**Problem to solve**
Render every line of the data below as a JSON list of strings, one string per line, omitting blank lines and leaving out the pictures.

▽

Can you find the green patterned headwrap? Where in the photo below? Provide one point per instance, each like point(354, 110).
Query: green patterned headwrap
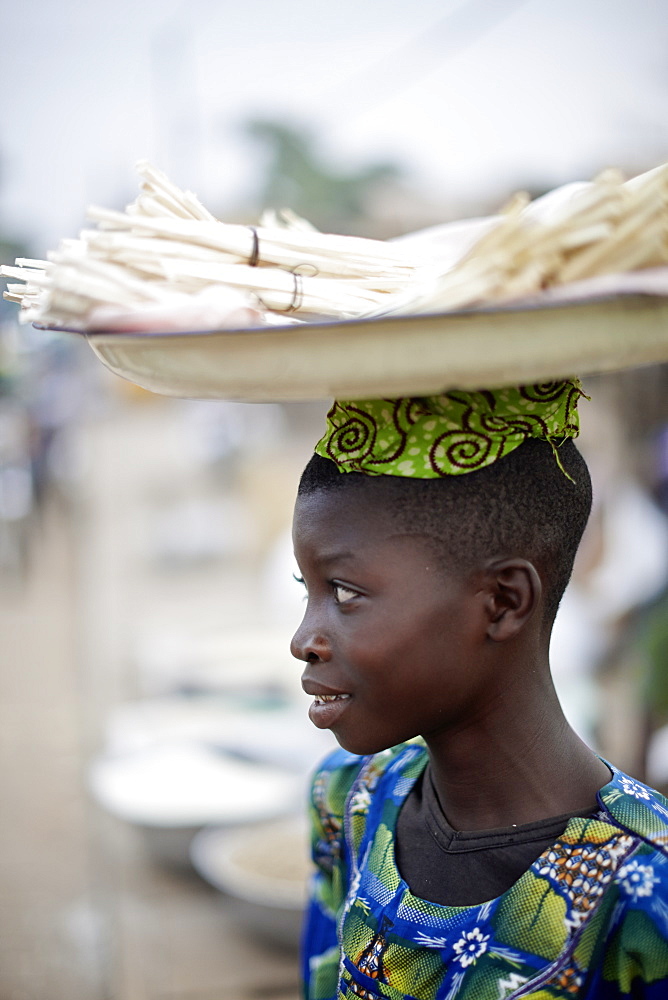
point(457, 432)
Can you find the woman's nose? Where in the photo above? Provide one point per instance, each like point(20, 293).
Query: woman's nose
point(309, 643)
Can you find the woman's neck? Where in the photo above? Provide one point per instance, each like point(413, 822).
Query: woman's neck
point(516, 765)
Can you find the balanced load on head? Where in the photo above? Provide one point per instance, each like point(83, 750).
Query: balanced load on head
point(167, 263)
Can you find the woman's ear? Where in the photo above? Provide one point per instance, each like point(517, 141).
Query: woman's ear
point(514, 591)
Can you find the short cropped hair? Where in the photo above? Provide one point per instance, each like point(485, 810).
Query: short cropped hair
point(523, 505)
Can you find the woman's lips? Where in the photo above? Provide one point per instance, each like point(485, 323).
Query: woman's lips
point(326, 709)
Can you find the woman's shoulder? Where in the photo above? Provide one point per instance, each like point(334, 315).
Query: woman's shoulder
point(341, 772)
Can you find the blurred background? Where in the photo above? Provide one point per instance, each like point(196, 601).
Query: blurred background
point(154, 748)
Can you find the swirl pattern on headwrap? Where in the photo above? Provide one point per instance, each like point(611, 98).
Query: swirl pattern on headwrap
point(451, 434)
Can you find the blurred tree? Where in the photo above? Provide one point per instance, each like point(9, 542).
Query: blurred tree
point(296, 178)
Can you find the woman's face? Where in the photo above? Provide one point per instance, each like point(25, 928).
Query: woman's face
point(391, 639)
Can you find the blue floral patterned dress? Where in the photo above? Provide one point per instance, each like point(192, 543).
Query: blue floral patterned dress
point(589, 919)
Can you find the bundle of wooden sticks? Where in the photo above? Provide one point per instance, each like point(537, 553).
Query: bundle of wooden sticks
point(166, 245)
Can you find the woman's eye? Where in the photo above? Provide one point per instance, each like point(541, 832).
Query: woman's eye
point(343, 594)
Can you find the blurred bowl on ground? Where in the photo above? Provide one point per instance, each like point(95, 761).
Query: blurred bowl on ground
point(171, 790)
point(264, 869)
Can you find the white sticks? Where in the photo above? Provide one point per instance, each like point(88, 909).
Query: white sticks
point(167, 245)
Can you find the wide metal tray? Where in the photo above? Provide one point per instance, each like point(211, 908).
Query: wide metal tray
point(413, 355)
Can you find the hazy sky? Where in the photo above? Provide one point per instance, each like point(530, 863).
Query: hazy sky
point(471, 96)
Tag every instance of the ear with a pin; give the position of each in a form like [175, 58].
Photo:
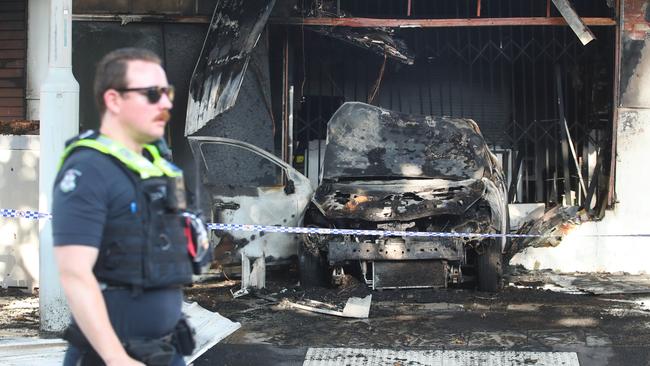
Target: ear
[112, 100]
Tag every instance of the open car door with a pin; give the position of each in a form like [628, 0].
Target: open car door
[240, 183]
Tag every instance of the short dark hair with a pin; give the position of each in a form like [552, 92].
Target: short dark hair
[111, 71]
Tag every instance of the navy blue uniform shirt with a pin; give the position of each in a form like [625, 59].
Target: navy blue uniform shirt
[89, 191]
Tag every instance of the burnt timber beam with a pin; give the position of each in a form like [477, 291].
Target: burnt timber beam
[436, 23]
[353, 22]
[573, 19]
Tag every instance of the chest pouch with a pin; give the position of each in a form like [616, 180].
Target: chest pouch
[198, 244]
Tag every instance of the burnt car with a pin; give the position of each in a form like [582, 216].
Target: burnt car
[389, 171]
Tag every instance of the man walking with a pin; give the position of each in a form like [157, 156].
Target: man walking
[121, 240]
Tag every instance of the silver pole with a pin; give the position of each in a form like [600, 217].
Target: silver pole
[59, 120]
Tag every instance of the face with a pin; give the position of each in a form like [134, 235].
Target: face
[142, 120]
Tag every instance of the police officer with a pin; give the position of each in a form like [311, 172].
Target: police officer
[120, 242]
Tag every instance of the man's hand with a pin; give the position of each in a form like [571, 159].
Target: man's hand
[87, 303]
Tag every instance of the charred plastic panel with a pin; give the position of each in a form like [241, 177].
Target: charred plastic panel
[275, 195]
[380, 41]
[234, 30]
[368, 141]
[395, 249]
[397, 200]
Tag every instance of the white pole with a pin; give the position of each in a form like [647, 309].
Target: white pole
[59, 116]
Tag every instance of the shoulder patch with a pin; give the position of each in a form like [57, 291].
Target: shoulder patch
[69, 181]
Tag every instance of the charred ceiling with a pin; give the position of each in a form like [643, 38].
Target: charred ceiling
[503, 77]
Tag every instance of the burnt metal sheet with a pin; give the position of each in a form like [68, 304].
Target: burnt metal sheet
[378, 40]
[551, 227]
[396, 249]
[368, 141]
[409, 274]
[573, 19]
[401, 199]
[234, 30]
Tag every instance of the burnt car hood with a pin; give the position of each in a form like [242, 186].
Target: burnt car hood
[366, 142]
[398, 200]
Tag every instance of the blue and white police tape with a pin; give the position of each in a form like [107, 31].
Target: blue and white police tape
[35, 215]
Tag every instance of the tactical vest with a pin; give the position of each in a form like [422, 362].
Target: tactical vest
[149, 249]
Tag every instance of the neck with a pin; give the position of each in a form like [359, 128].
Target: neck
[112, 129]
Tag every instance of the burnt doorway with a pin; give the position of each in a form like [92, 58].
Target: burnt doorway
[507, 78]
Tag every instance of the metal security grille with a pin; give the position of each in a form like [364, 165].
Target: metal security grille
[502, 77]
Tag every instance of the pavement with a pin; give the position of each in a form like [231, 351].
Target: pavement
[538, 324]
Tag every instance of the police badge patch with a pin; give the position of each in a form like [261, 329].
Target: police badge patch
[69, 181]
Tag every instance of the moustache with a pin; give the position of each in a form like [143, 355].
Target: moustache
[164, 116]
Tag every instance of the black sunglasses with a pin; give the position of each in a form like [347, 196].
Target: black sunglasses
[153, 93]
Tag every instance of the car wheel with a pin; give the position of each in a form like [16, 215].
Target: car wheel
[489, 267]
[311, 267]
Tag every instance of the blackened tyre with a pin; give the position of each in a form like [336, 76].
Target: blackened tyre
[490, 267]
[311, 266]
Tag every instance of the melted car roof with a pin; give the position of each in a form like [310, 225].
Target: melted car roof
[365, 141]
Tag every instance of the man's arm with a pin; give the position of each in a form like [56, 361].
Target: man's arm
[87, 303]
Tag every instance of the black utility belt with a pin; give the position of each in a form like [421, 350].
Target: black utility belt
[150, 351]
[134, 289]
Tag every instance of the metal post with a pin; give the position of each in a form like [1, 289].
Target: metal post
[59, 116]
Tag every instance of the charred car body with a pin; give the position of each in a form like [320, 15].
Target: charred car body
[384, 170]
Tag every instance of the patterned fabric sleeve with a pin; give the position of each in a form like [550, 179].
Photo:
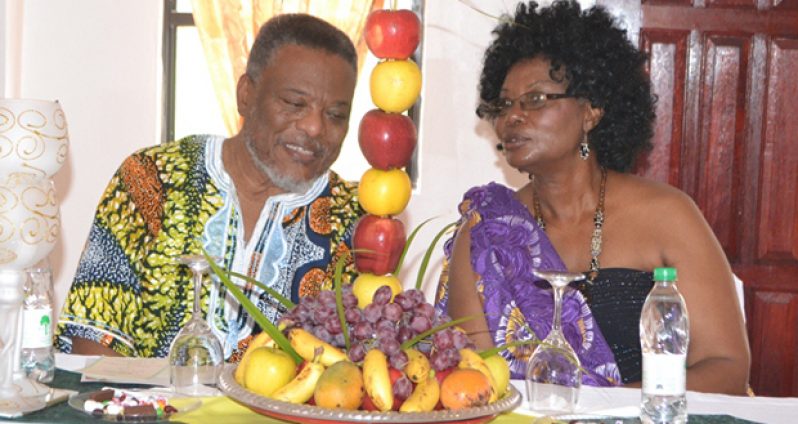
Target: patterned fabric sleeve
[103, 304]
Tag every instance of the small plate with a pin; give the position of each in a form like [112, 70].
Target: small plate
[182, 403]
[309, 414]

△

**Output below**
[
  "Can you find the green patterned headwrap? Where in the photo below? Provide one point per instance, each like point(354, 110).",
  "Query: green patterned headwrap",
  "point(457, 432)",
  "Can you find the woman's nose? Where in the photo above? Provide one point per instance, each like point(20, 293).",
  "Query: woman's nose",
  "point(309, 643)",
  "Can you find the woman's neck? Where in the photo above? Provide one point per instance, each like point(413, 822).",
  "Query: woman's neck",
  "point(516, 765)",
  "Can you find the balanced load on head? Where in the photo above? Provide one point per instance, each like point(83, 750).",
  "Query: balanced load on head",
  "point(167, 263)",
  "Can you find the woman's ear? Where in the photo above? Provide one point per instance, each like point(517, 141).",
  "Query: woman's ear",
  "point(514, 591)",
  "Can you find the short cropped hair? Where in the photo above? Provide one point per instance, each like point(485, 810).",
  "Query: short cropped hair",
  "point(523, 505)",
  "Can you find the woman's lips? Where in the photo above? Provide one point per instance, each like point(485, 323).",
  "Query: woman's lips",
  "point(326, 709)",
  "Can you find the woman's shoulder? Where in the photo above? Provide one point per instance, each like point(334, 315).",
  "Query: woman's shoulder",
  "point(341, 772)",
  "Can you find the blurred background? Where in the photo above? Provide one point per instance, each like point(196, 601).",
  "Query: blurred background",
  "point(154, 748)",
  "Can you find the swirl pattern on headwrap? Where in the photo above? Provide one point per instance, each like point(611, 98).",
  "Query: swirl pattern on headwrap",
  "point(451, 434)",
  "Can you find the blurred tree? Where in the photo above? Provide one point per instance, each like point(9, 542).",
  "Query: blurred tree",
  "point(296, 178)",
  "Can you find the woman's face? Where in the photo above? Provide one point per instance, each like point(25, 928).",
  "Query: woman's face",
  "point(391, 639)",
  "Can you find the blue floral patterned dress? Where in the photo above? Provide one point per instance, each like point(192, 543).",
  "Query: blue floral patterned dress",
  "point(589, 919)",
  "Can you find the bundle of wooden sticks? Where in the photo above? Provide one point per instance, each like point(537, 553).",
  "Query: bundle of wooden sticks",
  "point(166, 245)",
  "Can you find the woman's eye? Where in the photo above? Provide one point per instance, each like point(541, 832).",
  "Query: woman's eye",
  "point(343, 594)",
  "Can you find the blurred bowl on ground? Where in the photo above? Provide one point per instance, each like point(95, 761).",
  "Query: blurred bowl on ground",
  "point(171, 790)",
  "point(264, 869)",
  "Can you find the white sticks? Where in the photo above? Provide one point per instance, each like point(88, 909).",
  "Query: white sticks",
  "point(167, 245)",
  "Can you find the wide metal tray? Where in the photo above? Provide one point per instance, each like point(211, 908).",
  "Query: wide metal tray",
  "point(413, 355)",
  "Can you find the hazy sky? Where in the photo above? Provide one point per instance, each like point(530, 863).",
  "Query: hazy sky",
  "point(471, 96)",
  "Tag every instance of the ear with a pin; give the position of each in a form like [175, 58].",
  "Photo:",
  "Target: ear",
  "[112, 100]",
  "Tag every instance of the open car door with a pin; give the position of each in a form like [628, 0].",
  "Target: open car door",
  "[240, 183]",
  "Tag every instance of the short dark hair with a pin; give the position of each in a form like [552, 92].",
  "Target: short dark hair",
  "[111, 71]",
  "Tag every instance of the navy blue uniform shirt with a pin; give the position of each in a form like [625, 59].",
  "Target: navy blue uniform shirt",
  "[89, 191]",
  "Tag every instance of the burnt timber beam with a pin; give the position of each in a form like [477, 291].",
  "Target: burnt timber beam",
  "[436, 23]",
  "[353, 22]",
  "[573, 19]",
  "Tag every instance of the chest pouch with a pin; give the position of each in a form like [616, 180].",
  "Target: chest pouch",
  "[198, 244]",
  "Tag every instance of the burnt car with a pin; give the position of each in a form like [582, 216].",
  "Target: burnt car",
  "[389, 171]",
  "Tag every instance of the man walking with a pin; give the position of each in a form like [157, 156].",
  "Target: man walking",
  "[121, 240]",
  "Tag every instance of the silver pole with a pin; give the position of each in a form like [600, 217].",
  "Target: silver pole",
  "[59, 120]",
  "Tag every instance of the face with a pin; give the position of each in a form like [134, 235].",
  "Target: face",
  "[142, 120]",
  "Tag every instance of the police officer with a pin; give the position of each in a form like [311, 172].",
  "Target: police officer",
  "[120, 242]",
  "Tag every instance of the man's hand with a pin; give the position of each in a form like [571, 159].",
  "Target: man's hand",
  "[87, 303]",
  "Tag every instance of the charred plastic panel with a pin; give the position of each in a form like [241, 177].",
  "Target: charred plastic panel",
  "[275, 195]",
  "[380, 41]",
  "[234, 30]",
  "[368, 141]",
  "[395, 249]",
  "[397, 200]",
  "Tag every instance of the white pole with a pin; give the position of each in a form like [647, 309].",
  "Target: white pole",
  "[59, 116]",
  "Tag every instance of the shoulder patch with a pin; give the position of each in a form like [57, 291].",
  "Target: shoulder patch",
  "[69, 181]",
  "Tag every instance of the charred ceiling with a pin; give the position of each in a form like [643, 38].",
  "Target: charred ceiling",
  "[503, 77]",
  "Tag every instance of the burnt metal sheet with a pin; give the position of each in a form like [68, 304].",
  "Target: burnt metal sheet",
  "[378, 40]",
  "[551, 227]",
  "[396, 249]",
  "[368, 141]",
  "[409, 274]",
  "[573, 19]",
  "[401, 199]",
  "[234, 30]",
  "Tag every instance of the burnt car hood with a pin; give the position of each in a form like [242, 186].",
  "Target: burnt car hood",
  "[366, 142]",
  "[398, 200]",
  "Tag every instance of the blue and white police tape with a pin; give the position of each in a form like [107, 31].",
  "Target: blue and white police tape",
  "[35, 215]",
  "Tag every instance of the tactical vest with a pin; give the position of each in a form like [422, 362].",
  "Target: tactical vest",
  "[149, 249]",
  "Tag every instance of the neck with a pin; give the position of each in a form like [359, 128].",
  "Target: neck",
  "[112, 129]",
  "Tag every instance of the burnt doorway with a pin; give the position of each in a form like [92, 58].",
  "Target: burnt doorway",
  "[507, 78]",
  "Tag every instance of the metal security grille with a pin; give the position of each in a form like [364, 165].",
  "Target: metal security grille",
  "[502, 77]",
  "Tag every instance of the pavement with a pin; give the position of each in a form like [231, 351].",
  "Target: pavement",
  "[538, 324]",
  "Tag every instance of the police badge patch with a pin; give the position of each in a form like [261, 329].",
  "Target: police badge patch",
  "[69, 181]",
  "Tag every instance of the moustache with a pin; give the position of each in a form like [143, 355].",
  "Target: moustache",
  "[164, 116]",
  "Tag every instance of the black sunglasses with a pin; give the position of each in a form like [347, 196].",
  "Target: black sunglasses",
  "[153, 93]",
  "Tag every instance of the car wheel with a pin; give the position of each in a form like [16, 215].",
  "Target: car wheel",
  "[489, 267]",
  "[311, 267]",
  "Tag every instance of the blackened tyre with a pin; give the position of each in a form like [336, 76].",
  "Target: blackened tyre",
  "[490, 267]",
  "[311, 266]",
  "Tag every instance of the melted car roof with a pin; give the position of each in a form like [310, 225].",
  "Target: melted car roof",
  "[365, 141]",
  "Tag every instance of the man's arm with a pin; give the position of each in a form like [56, 361].",
  "Target: man's arm",
  "[87, 303]",
  "Tag every instance of the black utility belt with a pin; give the position of each in a form like [421, 350].",
  "Target: black utility belt",
  "[150, 351]",
  "[134, 289]",
  "Tag every instance of the metal post with a pin; give the position of each in a form like [1, 289].",
  "Target: metal post",
  "[59, 116]",
  "Tag every instance of the charred car body with a pin; give the position of each in a form like [320, 15].",
  "Target: charred car body",
  "[384, 170]",
  "Tag every instance of the patterned fabric sleeve with a pin; give the position of each in a form like [550, 179].",
  "Photo:",
  "Target: patterned fabric sleeve",
  "[103, 304]",
  "Tag every instance of the small plate with a pin; give the position of each in a form like [112, 70].",
  "Target: small plate",
  "[182, 403]",
  "[309, 414]"
]